È l'emblema di questa nuova umanità
la vicenda scritta, tra maggio e giugno, a cima Neutra, da
recuperanti vicentini e alpini del Sesto di Verona. Dopo cento anni,
infatti, qualcuno può portare un fiore laddove furono sepolti
bisnonni e prozii caduti sul fronte nel 1917, tra le alture vicentine
sopra il Comune di Arsiero, e coperti dall'oblio, avviluppati nel
bosco.
Tutto è partito dall'ex cimiterino di
guerra di cima Neutra, inghiottito dalla natura che in un secolo ha
fatto il suo corso riparando le ferite della terra martoriata dalle
deflagrazioni di quell’immane conflitto. Una sessantina di
volontari hanno cercato quel luogo scomparso nella vegetazione, lo
hanno riportato alla luce, hanno ripristinato le croci che indicavano
i luoghi di sepoltura dei soldati che al termine del conflitto furono
traslati nel cimitero di Arsiero.
Seicento ore di lavori condotti da
Manuel Grotto, e l’ex cimitero è riemerso. E durante quella fatica
è spuntato un cippo. Portava i dati di un soldato veronese del
Sesto. I vicentini hanno così avvisato il centro studi Ana di
Verona, di via del Pontiere, coordinato da Giorgio Sartori, che
elaborando il lavoro di ricerca in questi anni condotto da Lucia
Zampieri, da Dario Graziani, laureato in storia, e da Luciano Stocco,
ha avvisato gli «archeologi» della Grande Guerra che gli Alpini del
Sesto lassù erano 16, di cui 9 veronesi. I recuperanti hanno scavato
ancora, riportando alla luce altri due cippi e riaprendo così la
storia di Agostino Bennati, del battaglione Val d’Adige, di Cazzano
di Tramigna, alpino telefonista del quale oggi un pronipote porta il
nome, e dei sergenti Pietro Speri, di Negrar, e Marino Zoppi, del
battaglione Val d’Adige, nato a Monteforte d’Alpone.

+ + + + + + +

* **Esercizio A**
Secondo il brano scelto, quante ore di lavoro sono servite per far riemergere l'ex cimitero di cima Neutra?

+ + + + + + +

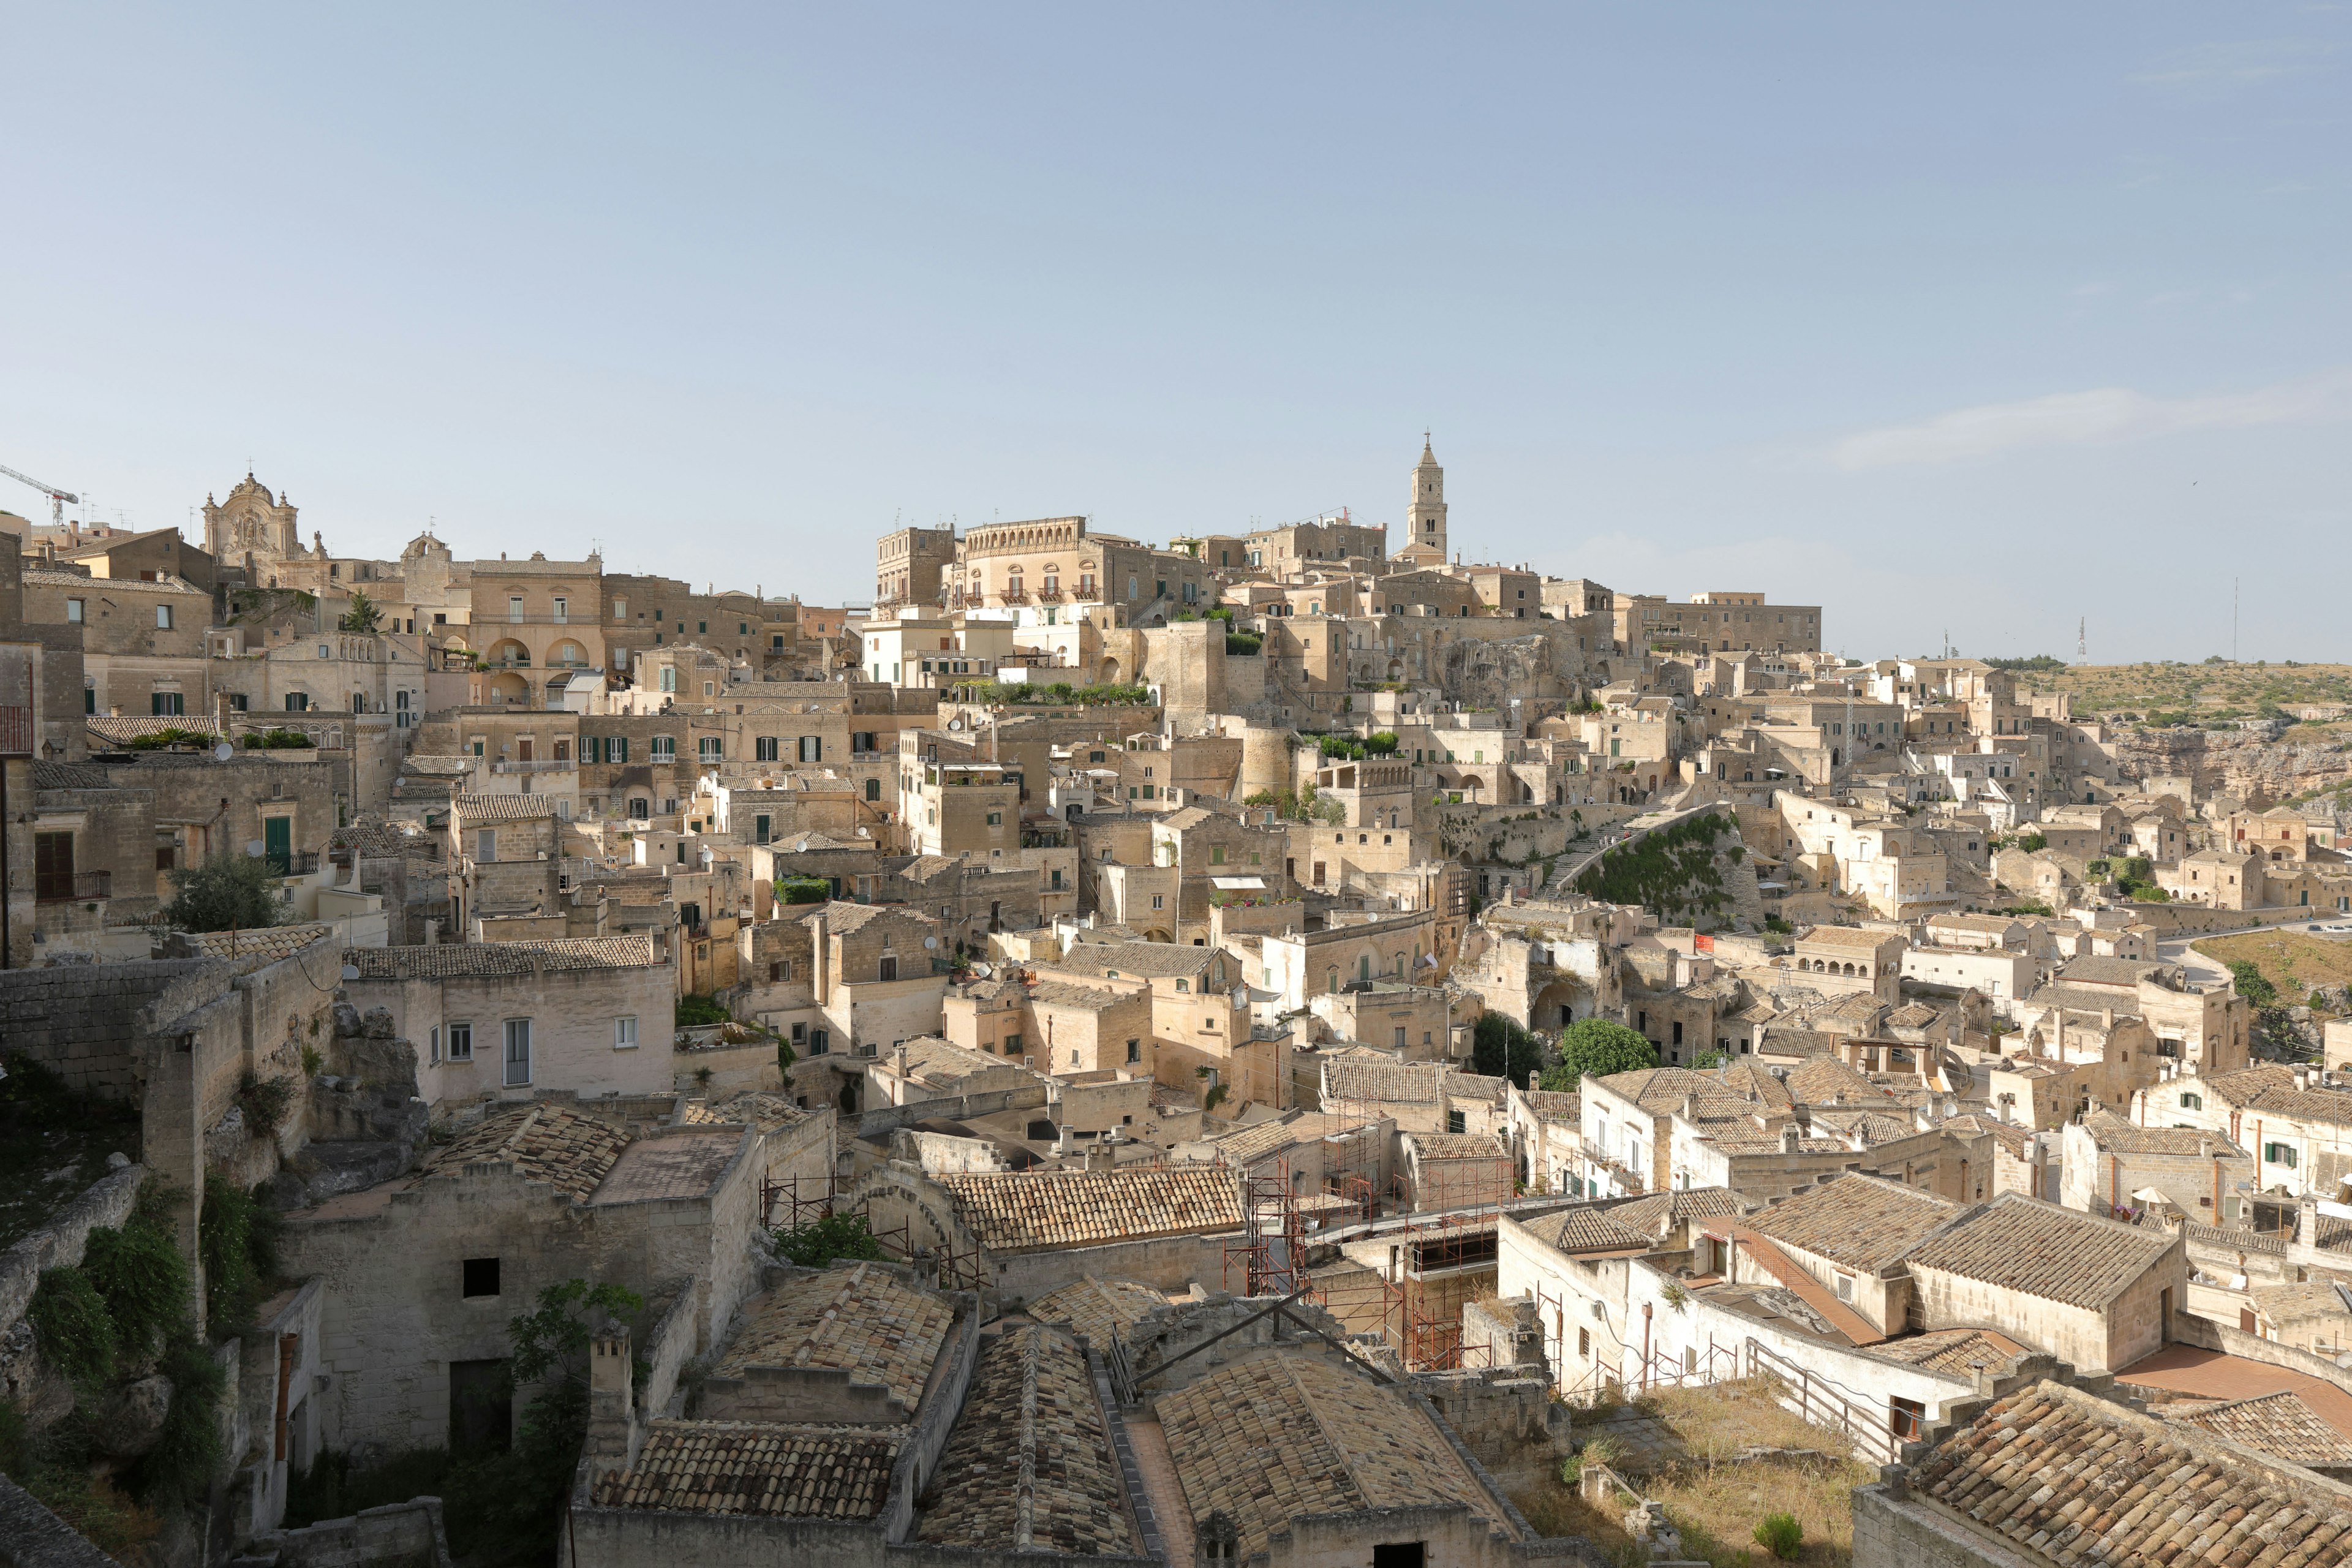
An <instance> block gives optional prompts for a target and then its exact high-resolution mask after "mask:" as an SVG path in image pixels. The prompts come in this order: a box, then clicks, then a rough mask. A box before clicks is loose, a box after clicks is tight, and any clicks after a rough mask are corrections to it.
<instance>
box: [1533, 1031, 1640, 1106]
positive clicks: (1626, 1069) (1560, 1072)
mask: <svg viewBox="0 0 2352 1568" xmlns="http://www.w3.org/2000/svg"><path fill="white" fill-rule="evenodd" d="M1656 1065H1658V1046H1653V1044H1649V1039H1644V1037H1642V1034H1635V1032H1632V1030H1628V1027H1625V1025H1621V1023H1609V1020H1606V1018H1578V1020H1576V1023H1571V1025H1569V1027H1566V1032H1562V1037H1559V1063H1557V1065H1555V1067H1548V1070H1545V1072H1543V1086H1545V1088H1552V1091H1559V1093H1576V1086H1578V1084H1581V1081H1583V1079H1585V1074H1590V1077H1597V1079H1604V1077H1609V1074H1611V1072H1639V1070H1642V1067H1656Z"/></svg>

+ + + + + + +

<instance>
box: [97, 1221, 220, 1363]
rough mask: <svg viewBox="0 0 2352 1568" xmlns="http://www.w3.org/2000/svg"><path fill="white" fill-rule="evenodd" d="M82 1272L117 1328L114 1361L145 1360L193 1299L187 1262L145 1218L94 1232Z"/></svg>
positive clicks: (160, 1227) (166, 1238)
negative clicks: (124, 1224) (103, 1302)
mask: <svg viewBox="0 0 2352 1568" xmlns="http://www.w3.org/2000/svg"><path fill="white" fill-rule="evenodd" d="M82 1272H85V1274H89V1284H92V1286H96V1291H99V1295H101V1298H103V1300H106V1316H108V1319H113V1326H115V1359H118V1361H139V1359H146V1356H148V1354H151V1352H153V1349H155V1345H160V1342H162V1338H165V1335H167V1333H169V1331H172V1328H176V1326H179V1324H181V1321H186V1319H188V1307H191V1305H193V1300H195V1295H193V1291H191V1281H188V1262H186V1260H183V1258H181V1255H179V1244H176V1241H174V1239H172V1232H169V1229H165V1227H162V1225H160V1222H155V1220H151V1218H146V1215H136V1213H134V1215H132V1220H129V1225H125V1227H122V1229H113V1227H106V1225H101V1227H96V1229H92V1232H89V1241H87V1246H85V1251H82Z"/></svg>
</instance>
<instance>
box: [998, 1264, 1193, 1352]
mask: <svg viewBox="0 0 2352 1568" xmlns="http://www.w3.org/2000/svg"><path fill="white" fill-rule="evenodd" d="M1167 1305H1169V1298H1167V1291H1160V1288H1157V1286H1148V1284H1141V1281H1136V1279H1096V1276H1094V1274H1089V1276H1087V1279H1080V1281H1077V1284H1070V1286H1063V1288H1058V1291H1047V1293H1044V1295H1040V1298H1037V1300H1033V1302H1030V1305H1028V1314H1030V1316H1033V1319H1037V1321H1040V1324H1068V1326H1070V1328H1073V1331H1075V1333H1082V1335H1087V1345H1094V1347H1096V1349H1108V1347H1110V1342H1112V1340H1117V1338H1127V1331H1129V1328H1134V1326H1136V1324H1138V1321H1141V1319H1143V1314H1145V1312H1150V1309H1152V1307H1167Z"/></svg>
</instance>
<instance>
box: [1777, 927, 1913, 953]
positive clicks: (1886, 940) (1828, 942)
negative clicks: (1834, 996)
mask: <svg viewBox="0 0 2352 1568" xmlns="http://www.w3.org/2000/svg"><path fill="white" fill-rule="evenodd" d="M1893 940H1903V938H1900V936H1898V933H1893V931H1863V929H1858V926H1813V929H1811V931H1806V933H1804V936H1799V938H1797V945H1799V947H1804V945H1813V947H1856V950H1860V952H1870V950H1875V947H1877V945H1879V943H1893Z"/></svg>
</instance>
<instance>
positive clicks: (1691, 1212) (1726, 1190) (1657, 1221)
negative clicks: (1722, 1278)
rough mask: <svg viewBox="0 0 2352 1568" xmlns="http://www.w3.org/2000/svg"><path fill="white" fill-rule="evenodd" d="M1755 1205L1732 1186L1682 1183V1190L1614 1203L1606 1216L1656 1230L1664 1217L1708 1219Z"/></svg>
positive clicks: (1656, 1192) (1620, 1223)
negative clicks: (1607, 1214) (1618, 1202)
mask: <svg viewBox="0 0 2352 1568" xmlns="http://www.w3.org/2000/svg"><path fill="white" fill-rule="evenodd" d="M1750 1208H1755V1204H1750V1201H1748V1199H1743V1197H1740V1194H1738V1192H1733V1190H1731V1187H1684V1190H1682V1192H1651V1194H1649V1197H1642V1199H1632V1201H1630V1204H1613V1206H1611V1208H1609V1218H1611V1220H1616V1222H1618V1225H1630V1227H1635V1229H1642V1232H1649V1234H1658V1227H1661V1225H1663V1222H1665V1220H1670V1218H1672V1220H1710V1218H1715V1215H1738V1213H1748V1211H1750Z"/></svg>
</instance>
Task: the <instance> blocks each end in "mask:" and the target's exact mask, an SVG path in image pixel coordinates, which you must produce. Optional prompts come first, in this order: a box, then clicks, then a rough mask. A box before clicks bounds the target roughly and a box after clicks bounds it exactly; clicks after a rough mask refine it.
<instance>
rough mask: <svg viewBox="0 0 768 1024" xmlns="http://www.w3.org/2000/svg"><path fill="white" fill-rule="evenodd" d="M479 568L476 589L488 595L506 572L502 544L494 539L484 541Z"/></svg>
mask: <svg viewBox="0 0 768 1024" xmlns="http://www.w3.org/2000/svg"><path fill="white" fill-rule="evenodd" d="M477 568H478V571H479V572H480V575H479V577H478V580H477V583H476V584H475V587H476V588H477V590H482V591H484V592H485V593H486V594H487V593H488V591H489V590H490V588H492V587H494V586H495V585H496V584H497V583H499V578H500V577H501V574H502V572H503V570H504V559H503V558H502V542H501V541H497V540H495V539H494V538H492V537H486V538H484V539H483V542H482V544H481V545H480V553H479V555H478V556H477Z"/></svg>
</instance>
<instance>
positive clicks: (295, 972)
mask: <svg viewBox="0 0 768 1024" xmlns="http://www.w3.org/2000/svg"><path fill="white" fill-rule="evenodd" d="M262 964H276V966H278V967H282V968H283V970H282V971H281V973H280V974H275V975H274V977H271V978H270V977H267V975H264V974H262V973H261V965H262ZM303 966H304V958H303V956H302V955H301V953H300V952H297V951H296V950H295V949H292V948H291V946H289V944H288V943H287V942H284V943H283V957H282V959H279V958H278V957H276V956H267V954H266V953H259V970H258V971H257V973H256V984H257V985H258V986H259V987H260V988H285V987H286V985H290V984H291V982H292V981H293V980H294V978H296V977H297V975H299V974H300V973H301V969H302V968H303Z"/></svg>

+ + + + + + +

* **Esercizio B**
Nelle voci, riscrivi le righe dalla riga con "negative clicks: (124, 1224) (103, 1302)" fino alla riga con "positive clicks: (1656, 1192) (1620, 1223)" inclusa, mettendo "clic negativi" al posto di "negative clicks" e lasciando invariato tutto il resto.

* **Risultato A**
Seicento ore.

* **Risultato B**
clic negativi: (124, 1224) (103, 1302)
mask: <svg viewBox="0 0 2352 1568" xmlns="http://www.w3.org/2000/svg"><path fill="white" fill-rule="evenodd" d="M82 1272H85V1274H89V1284H92V1286H96V1291H99V1295H101V1298H103V1300H106V1316H108V1319H113V1326H115V1359H118V1361H139V1359H146V1356H148V1354H151V1352H153V1349H155V1345H160V1342H162V1338H165V1335H167V1333H169V1331H172V1328H176V1326H179V1324H181V1321H186V1319H188V1307H191V1305H193V1300H195V1295H193V1291H191V1281H188V1262H186V1260H183V1258H181V1255H179V1244H176V1241H174V1239H172V1232H169V1229H165V1227H162V1225H160V1222H155V1220H151V1218H146V1215H136V1213H134V1215H132V1220H129V1225H125V1227H122V1229H113V1227H106V1225H101V1227H96V1229H92V1232H89V1241H87V1246H85V1251H82Z"/></svg>
</instance>
<instance>
box: [998, 1264, 1193, 1352]
mask: <svg viewBox="0 0 2352 1568" xmlns="http://www.w3.org/2000/svg"><path fill="white" fill-rule="evenodd" d="M1167 1305H1169V1298H1167V1291H1160V1288H1157V1286H1148V1284H1141V1281H1136V1279H1096V1276H1094V1274H1089V1276H1087V1279H1080V1281H1077V1284H1070V1286H1063V1288H1058V1291H1047V1293H1044V1295H1040V1298H1037V1300H1033V1302H1030V1305H1028V1314H1030V1316H1033V1319H1037V1321H1040V1324H1068V1326H1070V1328H1073V1331H1075V1333H1082V1335H1087V1345H1094V1347H1096V1349H1108V1347H1110V1342H1112V1340H1117V1338H1127V1331H1129V1328H1134V1326H1136V1324H1138V1321H1141V1319H1143V1314H1145V1312H1150V1309H1152V1307H1167Z"/></svg>
</instance>
<instance>
box: [1777, 927, 1913, 953]
positive clicks: (1886, 940) (1828, 942)
clic negativi: (1834, 996)
mask: <svg viewBox="0 0 2352 1568" xmlns="http://www.w3.org/2000/svg"><path fill="white" fill-rule="evenodd" d="M1893 940H1903V938H1900V936H1898V933H1893V931H1863V929H1858V926H1813V929H1811V931H1806V933H1804V936H1799V938H1797V945H1799V947H1804V945H1813V947H1856V950H1860V952H1870V950H1875V947H1877V945H1879V943H1893Z"/></svg>
</instance>
<instance>
positive clicks: (1691, 1212) (1726, 1190) (1657, 1221)
clic negativi: (1722, 1278)
rough mask: <svg viewBox="0 0 2352 1568" xmlns="http://www.w3.org/2000/svg"><path fill="white" fill-rule="evenodd" d="M1755 1205L1732 1186L1682 1183V1190L1614 1203L1606 1216L1656 1230L1664 1217L1708 1219Z"/></svg>
positive clicks: (1656, 1192) (1620, 1223)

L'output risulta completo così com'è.